(RECORDS FOR THE EXERCISE Opens)
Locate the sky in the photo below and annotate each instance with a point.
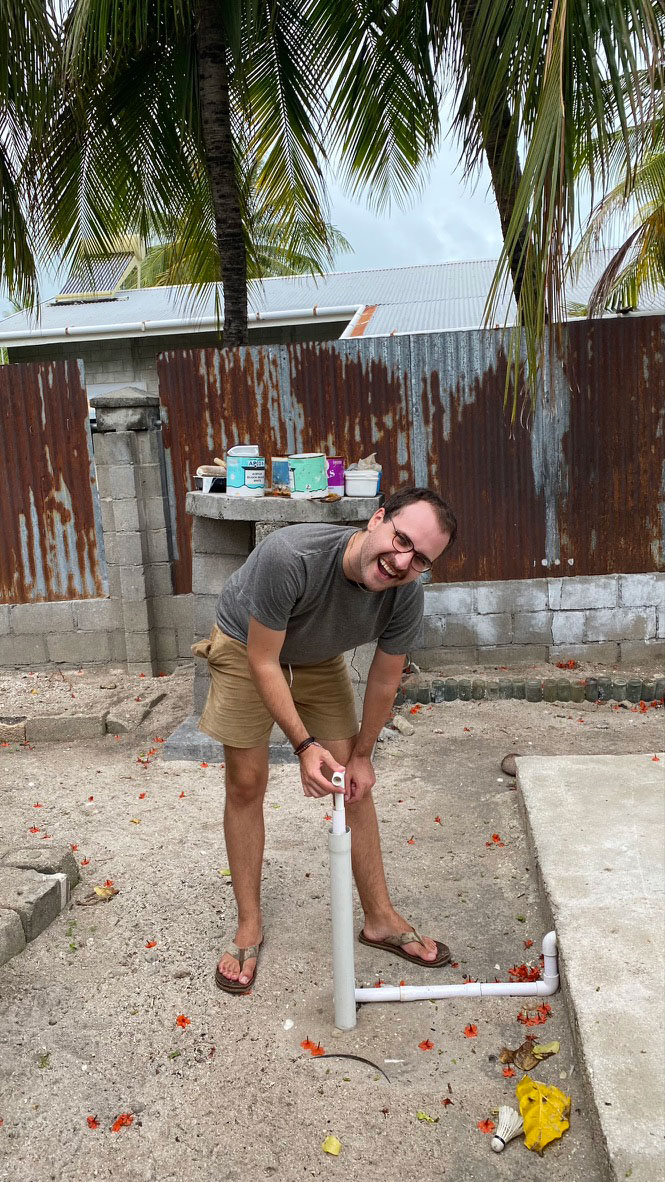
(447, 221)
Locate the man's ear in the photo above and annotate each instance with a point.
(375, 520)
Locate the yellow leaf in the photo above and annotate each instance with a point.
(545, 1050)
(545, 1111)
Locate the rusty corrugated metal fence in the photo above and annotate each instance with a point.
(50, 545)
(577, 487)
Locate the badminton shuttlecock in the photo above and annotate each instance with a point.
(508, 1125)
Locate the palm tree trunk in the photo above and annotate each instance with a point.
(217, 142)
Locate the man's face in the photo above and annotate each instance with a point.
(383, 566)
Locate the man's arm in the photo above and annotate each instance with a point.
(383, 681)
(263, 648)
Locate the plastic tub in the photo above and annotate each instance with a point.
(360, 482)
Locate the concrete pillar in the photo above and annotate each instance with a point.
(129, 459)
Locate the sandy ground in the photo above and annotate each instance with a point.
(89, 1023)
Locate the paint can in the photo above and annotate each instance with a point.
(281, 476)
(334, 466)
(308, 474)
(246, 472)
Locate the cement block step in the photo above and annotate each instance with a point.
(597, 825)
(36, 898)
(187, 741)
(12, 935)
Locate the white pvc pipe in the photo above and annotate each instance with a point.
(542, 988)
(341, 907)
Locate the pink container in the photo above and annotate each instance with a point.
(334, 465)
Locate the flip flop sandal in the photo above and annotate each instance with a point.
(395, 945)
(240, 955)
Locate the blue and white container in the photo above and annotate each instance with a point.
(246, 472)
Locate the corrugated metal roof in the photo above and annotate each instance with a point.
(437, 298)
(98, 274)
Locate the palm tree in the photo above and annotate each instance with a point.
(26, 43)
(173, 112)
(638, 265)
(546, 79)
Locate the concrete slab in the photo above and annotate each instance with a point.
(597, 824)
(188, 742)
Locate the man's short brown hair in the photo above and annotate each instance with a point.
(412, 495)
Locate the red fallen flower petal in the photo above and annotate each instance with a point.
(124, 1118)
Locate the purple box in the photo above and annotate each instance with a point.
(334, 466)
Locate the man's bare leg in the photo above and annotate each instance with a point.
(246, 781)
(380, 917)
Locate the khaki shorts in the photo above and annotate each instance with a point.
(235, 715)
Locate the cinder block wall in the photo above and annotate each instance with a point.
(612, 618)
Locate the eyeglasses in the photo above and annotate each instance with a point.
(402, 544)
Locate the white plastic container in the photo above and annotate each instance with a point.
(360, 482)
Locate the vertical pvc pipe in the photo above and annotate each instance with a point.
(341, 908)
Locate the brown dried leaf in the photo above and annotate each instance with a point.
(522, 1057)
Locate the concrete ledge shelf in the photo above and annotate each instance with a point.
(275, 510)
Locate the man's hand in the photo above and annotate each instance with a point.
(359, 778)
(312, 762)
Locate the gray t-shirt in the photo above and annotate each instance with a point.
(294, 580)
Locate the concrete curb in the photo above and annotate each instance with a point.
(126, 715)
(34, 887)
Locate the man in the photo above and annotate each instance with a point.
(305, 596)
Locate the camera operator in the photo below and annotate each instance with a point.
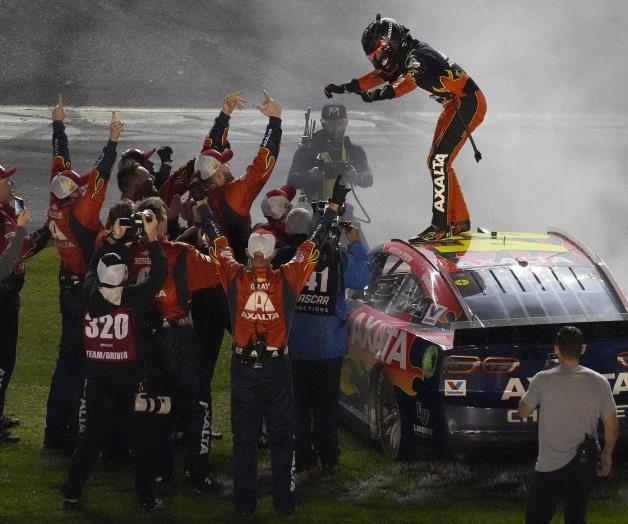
(RECORDS FOR THE EXERCISE Closes)
## [REQUIRED ACTION]
Every line above should be returned word for word, with the pictures left behind.

## [EXERCISE ANSWER]
Locate the sky in the photo below and annotate each instance with a point.
(447, 221)
Locate the man's ear in the photo above and annotate each instance with a point.
(375, 520)
Locate the yellow leaf in the photo above and annotate each instance with a point.
(545, 1050)
(545, 1111)
Locate the rusty corrugated metal fence in the photo above and annotate each instance with a point.
(50, 545)
(577, 487)
Locate the badminton shuttlecock in the photo above and annotate each instance with a point.
(508, 1125)
Locate the palm tree trunk in the photo above and annotate each instance with a point.
(217, 142)
Locate the man's face in the photo above and annotate each instance with a point.
(383, 566)
Locate the man's arm in the photo above and annotate each instance with a point.
(383, 681)
(263, 648)
Locate the plastic tub in the photo above and annotate each instance with a point.
(360, 482)
Locate the concrete pillar in the photo above and annotate each instance with a point.
(129, 459)
Locate the sandy ground in the photo above and annotate each instance with a point.
(89, 1023)
Locate the paint can in the photo above and annotate each instance with a point.
(281, 476)
(334, 466)
(308, 474)
(246, 472)
Locate the cement block step in the photo above and annotate each instance with a point.
(597, 825)
(36, 898)
(187, 741)
(12, 935)
Locate the white pvc pipe in the photo above and annotate each instance with a point.
(542, 988)
(341, 907)
Locate the pink container in the photo above and annotate each instance with a point.
(334, 465)
Locate the flip flop sandal in the photo above and annotate each instance with a point.
(395, 945)
(240, 955)
Locate the blue and white container in the photo above and annotate each instance with a point.
(246, 472)
Locate the corrugated metal roof in the photo above and annotate each instance with a point.
(437, 298)
(98, 274)
Locate the palm tree in the photo above and annotate each instance with a point.
(26, 43)
(173, 112)
(638, 265)
(546, 79)
Locate the concrete slab in the photo above and annotate each instance with a point.
(597, 824)
(188, 742)
Locate the man's short brown hair in the photo above and annotate each instance with a point.
(412, 495)
Locate the red fallen flower petal in the photo above and annotate each instance with a point.
(124, 1118)
Locate the purple box in the photo above and annotate each instance with a point.
(334, 466)
Locate the man's bare leg in the photo above and annotate each instance with a point.
(246, 781)
(380, 917)
Locate the khaki shorts in the photo above and annotate each instance with a point.
(235, 715)
Locate the cinder block wall in the photo above and annotate each instance with a point.
(612, 618)
Locate the eyeglasses in the photo above and annotate each instance with a point.
(402, 544)
Locate the white plastic container in the photo above and annotate each instance with a point.
(360, 482)
Locate the vertical pvc pipe in the photo above and annotate each instance with a point.
(341, 908)
Locate the brown dried leaf in the photo above and annotate each instance with a point.
(522, 1057)
Locate the concrete ledge shelf in the photo above and annotate each instance with a point.
(275, 510)
Locate the man's hand in the photo above and annotate each instance with a point.
(359, 778)
(312, 762)
Locate the gray t-shirt in the photo above and annotate each instance with a point.
(294, 580)
Locate the concrete curb in the photo above and annotate each instance with a point.
(126, 715)
(34, 887)
Locate the man in the photo above and annotate each instance with a point.
(305, 596)
Locate the camera operator in the photo below and annotate each instance with a point.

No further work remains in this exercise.